» **Source text**
+++

Archive for 2021
Introduction
The performance of a software application is a
non-functional requirement which indicates the responsiveness of the operations
that it can perform. From user perspective, the responsiveness of the
applications should be high and fast response times are demanded regardless of the
location or the device that users are using.
A
user's satisfaction with the application is influenced by the speed of the
application. For web and mobile applications, the loading time for a page is a
major factor in page abandonment. This is evident when we look at things such
as a site's bounce and conversion rates.
Bounce rate:
A bounce occurs when a user has just a
single-page session on a site and leaves without visiting any of the other
pages. The bounce rate, which is sometimes referred to as the exit rate, is the
percentage of users who bounce: As you would expect, as page load times
increase, so too does the bounce rate.
Examples
of actions that result in a bounce include the user closing the browser
window/tab, clicking on a link to visit a different site, clicking the back
button to leave the site, navigating to a different site by typing in a new URL
or using a voice command, or having a session timeout occur.
Conversion rate:
The conversion rate is the percentage of site
visitors who ultimately take the desired conversion action. The desired
conversion action depends on the purpose of the site, but a few examples of
common ones include placing an order, registering for membership, downloading a
software product, or subscribing to a newsletter.
Page speed affects search
rankings:
Page speed is a consideration in a site's mobile search ranking in Google search results. Currently, this criterion only affects pages with the slowest performance, but it shows the importance Google places on web page performance.
Terminology:
1.Latency:
Latency is the amount of time (or delay) it takes
to send information from a source to a destination. Factors such as the type of
network hardware being utilized, the connection type, the distance that must be
traveled, and the amount of congestion on the network all affect latency.
Throughput is a measure of a number of work
items per a particular time unit. In the context of application logic,
throughput is how much processing can be done in a given amount of time. An
example of throughput in this context would be the number of transactions that
can be processed per second.

+++

» **Record set**
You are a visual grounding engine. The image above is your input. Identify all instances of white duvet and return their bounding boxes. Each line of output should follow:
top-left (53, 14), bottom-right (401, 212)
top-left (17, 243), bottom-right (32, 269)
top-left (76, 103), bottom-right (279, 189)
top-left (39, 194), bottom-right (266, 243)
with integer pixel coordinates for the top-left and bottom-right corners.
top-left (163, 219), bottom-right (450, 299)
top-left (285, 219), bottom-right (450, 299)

+++

» **Directive**
Copy out the text on application performance word for word, from start to end.

» **Response to the exercise**
Archive for 2021
Introduction
The performance of a software application is a
non-functional requirement which indicates the responsiveness of the operations
that it can perform. From user perspective, the responsiveness of the
applications should be high and fast response times are demanded regardless of the
location or the device that users are using.
A
user's satisfaction with the application is influenced by the speed of the
application. For web and mobile applications, the loading time for a page is a
major factor in page abandonment. This is evident when we look at things such
as a site's bounce and conversion rates.
Bounce rate:
A bounce occurs when a user has just a
single-page session on a site and leaves without visiting any of the other
pages. The bounce rate, which is sometimes referred to as the exit rate, is the
percentage of users who bounce: As you would expect, as page load times
increase, so too does the bounce rate.
Examples
of actions that result in a bounce include the user closing the browser
window/tab, clicking on a link to visit a different site, clicking the back
button to leave the site, navigating to a different site by typing in a new URL
or using a voice command, or having a session timeout occur.
Conversion rate:
The conversion rate is the percentage of site
visitors who ultimately take the desired conversion action. The desired
conversion action depends on the purpose of the site, but a few examples of
common ones include placing an order, registering for membership, downloading a
software product, or subscribing to a newsletter.
Page speed affects search
rankings:
Page speed is a consideration in a site's mobile search ranking in Google search results. Currently, this criterion only affects pages with the slowest performance, but it shows the importance Google places on web page performance.
Terminology:
1.Latency:
Latency is the amount of time (or delay) it takes
to send information from a source to a destination. Factors such as the type of
network hardware being utilized, the connection type, the distance that must be
traveled, and the amount of congestion on the network all affect latency.
Throughput is a measure of a number of work
items per a particular time unit. In the context of application logic,
throughput is how much processing can be done in a given amount of time. An
example of throughput in this context would be the number of transactions that
can be processed per second.